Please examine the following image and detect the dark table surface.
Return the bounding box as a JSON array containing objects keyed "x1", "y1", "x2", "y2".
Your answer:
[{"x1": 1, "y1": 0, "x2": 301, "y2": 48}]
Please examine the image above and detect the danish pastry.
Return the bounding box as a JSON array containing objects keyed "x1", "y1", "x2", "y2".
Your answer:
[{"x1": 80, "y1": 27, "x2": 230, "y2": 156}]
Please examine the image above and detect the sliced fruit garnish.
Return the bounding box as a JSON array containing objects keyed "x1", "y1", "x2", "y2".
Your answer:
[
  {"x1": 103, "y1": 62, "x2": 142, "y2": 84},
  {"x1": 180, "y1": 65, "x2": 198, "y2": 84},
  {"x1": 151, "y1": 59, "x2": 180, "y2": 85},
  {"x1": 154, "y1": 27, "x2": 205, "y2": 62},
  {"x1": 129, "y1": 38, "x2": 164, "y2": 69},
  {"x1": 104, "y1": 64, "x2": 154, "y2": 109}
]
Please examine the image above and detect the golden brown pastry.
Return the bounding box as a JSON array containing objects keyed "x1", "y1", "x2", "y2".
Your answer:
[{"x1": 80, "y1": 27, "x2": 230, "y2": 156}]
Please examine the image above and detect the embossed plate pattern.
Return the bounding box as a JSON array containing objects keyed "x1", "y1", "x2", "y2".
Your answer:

§ **THE PROBLEM**
Scan the listing for the string "examine" and copy every line that carries it.

§ **RESULT OF THIS TASK**
Please examine the following image and detect the dark table surface.
Please examine the image above and detect the danish pastry.
Please examine the image above and detect the sliced fruit garnish.
Please examine the image above and detect the golden brown pastry.
Please examine the image above and detect the embossed plate pattern.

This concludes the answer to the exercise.